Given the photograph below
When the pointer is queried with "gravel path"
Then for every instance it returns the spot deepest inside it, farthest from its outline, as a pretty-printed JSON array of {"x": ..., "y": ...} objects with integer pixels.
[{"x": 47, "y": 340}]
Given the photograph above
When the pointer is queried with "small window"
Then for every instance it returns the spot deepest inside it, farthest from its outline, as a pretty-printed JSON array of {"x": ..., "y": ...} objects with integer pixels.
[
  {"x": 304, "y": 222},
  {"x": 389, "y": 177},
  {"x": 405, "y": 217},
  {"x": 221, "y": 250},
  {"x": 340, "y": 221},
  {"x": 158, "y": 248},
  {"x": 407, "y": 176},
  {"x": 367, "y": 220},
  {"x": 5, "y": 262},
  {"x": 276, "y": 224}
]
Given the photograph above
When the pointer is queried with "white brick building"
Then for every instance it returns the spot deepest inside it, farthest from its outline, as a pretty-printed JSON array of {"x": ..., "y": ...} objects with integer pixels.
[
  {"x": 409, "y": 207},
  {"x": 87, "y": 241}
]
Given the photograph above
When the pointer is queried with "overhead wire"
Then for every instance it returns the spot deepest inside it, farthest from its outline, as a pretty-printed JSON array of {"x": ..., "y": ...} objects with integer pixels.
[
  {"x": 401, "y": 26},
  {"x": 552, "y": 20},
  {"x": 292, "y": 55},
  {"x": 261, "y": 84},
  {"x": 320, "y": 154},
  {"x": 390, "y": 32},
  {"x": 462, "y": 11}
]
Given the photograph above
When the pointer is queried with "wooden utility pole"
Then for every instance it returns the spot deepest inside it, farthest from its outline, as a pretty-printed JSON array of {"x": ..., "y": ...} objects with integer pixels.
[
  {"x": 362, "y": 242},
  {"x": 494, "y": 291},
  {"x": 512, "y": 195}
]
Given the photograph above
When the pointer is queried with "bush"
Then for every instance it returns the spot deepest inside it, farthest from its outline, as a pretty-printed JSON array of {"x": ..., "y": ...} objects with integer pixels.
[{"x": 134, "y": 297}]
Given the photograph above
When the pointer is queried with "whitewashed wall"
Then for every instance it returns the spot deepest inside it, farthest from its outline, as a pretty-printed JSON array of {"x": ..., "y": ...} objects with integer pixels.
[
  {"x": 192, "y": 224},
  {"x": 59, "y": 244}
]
---
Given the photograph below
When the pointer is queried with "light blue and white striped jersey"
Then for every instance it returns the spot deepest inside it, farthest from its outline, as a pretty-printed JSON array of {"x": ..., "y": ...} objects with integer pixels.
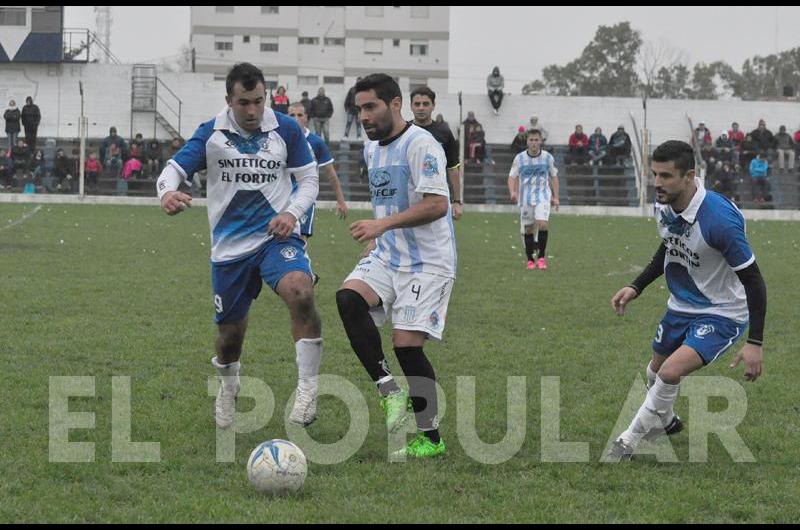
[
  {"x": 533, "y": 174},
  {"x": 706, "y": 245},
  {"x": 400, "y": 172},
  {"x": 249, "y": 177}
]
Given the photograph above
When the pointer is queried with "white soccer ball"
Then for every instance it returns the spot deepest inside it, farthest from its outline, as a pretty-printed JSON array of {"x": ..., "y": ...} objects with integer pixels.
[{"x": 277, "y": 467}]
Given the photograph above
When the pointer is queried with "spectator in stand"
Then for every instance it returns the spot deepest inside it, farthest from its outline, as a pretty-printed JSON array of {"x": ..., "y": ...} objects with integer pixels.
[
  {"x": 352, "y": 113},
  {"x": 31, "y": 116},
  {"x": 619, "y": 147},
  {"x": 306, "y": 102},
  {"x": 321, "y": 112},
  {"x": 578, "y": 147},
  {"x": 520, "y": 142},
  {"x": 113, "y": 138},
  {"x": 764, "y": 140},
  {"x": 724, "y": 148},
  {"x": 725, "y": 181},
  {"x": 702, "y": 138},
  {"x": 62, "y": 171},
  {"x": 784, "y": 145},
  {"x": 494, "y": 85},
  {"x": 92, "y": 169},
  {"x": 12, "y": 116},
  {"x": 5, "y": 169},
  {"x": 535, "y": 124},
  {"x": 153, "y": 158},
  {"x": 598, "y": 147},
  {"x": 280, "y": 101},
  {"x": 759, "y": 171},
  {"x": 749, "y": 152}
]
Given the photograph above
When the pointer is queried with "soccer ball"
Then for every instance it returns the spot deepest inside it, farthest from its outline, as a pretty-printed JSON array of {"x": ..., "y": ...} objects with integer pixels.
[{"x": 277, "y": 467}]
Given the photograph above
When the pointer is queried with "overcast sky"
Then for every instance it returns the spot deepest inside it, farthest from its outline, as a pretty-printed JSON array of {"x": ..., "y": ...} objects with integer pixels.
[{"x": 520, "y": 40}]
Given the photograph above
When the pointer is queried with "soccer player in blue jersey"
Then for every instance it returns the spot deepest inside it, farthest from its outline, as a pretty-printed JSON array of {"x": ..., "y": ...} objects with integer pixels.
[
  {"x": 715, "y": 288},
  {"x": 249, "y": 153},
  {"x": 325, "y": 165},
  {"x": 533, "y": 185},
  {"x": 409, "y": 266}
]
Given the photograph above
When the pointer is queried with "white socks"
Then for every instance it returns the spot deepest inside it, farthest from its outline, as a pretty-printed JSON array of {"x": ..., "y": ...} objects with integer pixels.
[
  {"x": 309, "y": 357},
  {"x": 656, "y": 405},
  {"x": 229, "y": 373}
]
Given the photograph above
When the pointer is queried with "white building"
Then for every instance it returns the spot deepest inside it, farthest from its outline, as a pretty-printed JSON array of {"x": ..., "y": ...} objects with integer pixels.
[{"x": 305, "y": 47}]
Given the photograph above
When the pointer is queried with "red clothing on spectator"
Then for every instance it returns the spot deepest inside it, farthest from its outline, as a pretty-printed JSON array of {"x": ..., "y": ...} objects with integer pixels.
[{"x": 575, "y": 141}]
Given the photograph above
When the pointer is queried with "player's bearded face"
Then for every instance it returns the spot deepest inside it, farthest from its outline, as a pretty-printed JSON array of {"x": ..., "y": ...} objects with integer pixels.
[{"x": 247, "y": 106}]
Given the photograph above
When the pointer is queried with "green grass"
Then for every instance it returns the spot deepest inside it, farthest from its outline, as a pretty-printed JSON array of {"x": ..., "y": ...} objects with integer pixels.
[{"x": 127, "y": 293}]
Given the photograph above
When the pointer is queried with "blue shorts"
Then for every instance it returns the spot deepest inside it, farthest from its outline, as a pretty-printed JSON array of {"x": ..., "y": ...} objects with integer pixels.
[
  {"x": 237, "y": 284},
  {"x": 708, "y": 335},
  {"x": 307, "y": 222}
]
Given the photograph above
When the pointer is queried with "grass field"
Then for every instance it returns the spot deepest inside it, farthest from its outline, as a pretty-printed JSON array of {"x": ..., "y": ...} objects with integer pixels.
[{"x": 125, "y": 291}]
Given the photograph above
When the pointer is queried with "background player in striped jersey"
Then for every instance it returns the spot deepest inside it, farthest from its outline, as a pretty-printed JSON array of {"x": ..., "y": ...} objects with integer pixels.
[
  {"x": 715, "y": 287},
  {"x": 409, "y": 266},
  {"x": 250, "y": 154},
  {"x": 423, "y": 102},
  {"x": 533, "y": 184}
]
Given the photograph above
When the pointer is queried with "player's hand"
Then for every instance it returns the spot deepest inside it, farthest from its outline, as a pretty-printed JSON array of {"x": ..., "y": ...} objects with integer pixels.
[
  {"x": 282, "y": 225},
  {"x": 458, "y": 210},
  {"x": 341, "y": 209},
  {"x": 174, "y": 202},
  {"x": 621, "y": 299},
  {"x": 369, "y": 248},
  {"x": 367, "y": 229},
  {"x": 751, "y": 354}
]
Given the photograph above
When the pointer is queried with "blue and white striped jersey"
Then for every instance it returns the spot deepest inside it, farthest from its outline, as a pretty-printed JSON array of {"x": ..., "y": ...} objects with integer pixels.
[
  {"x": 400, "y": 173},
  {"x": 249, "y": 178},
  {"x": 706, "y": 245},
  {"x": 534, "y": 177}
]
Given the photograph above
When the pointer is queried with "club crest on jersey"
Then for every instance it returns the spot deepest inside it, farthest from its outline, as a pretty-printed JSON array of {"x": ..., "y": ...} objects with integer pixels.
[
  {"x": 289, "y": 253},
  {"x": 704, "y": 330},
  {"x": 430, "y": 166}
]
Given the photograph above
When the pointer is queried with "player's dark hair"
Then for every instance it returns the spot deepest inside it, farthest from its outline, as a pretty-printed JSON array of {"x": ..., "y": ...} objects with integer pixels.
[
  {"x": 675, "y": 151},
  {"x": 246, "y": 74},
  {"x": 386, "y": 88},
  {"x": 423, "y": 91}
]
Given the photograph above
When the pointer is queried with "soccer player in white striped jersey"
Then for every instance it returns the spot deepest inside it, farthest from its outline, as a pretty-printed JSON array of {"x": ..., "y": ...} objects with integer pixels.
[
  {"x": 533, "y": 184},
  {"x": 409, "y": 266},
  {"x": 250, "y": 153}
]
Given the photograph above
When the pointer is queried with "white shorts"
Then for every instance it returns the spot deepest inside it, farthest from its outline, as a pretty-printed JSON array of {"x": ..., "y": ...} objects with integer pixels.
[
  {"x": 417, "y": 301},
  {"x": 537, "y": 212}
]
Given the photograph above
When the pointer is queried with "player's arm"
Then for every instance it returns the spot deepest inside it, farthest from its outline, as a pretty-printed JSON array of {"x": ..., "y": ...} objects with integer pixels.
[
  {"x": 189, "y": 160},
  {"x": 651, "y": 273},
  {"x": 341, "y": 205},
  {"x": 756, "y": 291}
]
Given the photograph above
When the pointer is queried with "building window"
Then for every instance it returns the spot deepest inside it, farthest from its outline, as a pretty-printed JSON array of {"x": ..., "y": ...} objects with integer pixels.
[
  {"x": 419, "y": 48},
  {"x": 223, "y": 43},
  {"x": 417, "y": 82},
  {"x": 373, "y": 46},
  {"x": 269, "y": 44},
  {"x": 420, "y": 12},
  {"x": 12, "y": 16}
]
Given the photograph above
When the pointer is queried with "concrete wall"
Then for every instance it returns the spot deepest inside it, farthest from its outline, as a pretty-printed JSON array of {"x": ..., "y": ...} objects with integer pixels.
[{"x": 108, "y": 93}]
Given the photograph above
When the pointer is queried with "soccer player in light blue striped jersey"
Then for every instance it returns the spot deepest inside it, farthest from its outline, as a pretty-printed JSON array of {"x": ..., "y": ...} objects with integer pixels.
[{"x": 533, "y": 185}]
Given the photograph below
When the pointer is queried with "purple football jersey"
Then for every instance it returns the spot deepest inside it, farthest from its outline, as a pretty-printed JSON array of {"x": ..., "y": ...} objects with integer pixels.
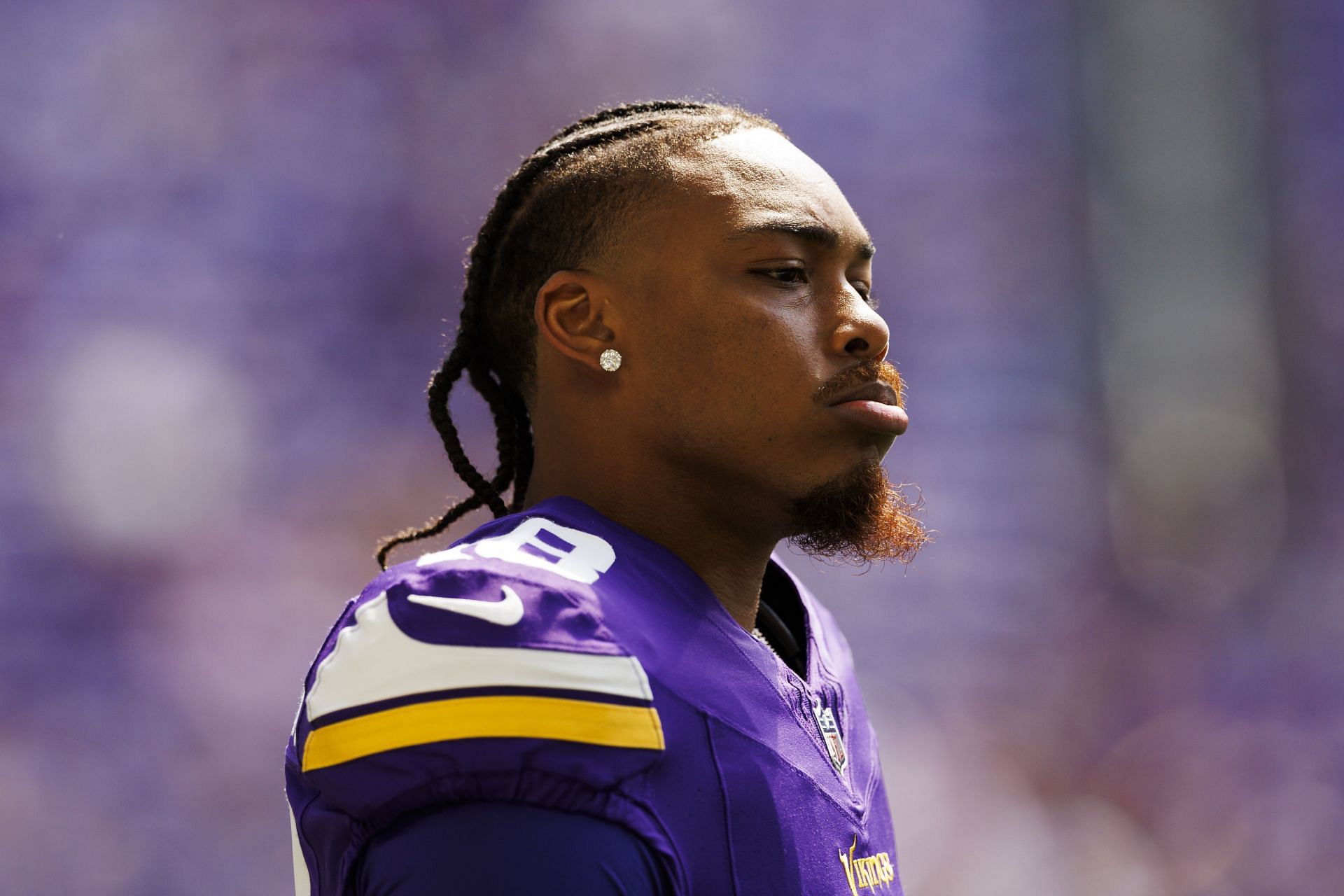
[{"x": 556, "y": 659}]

DIRECTIONS: State how many lines of the items above contain the word "building". Give the number alone.

FULL RESPONSE: 3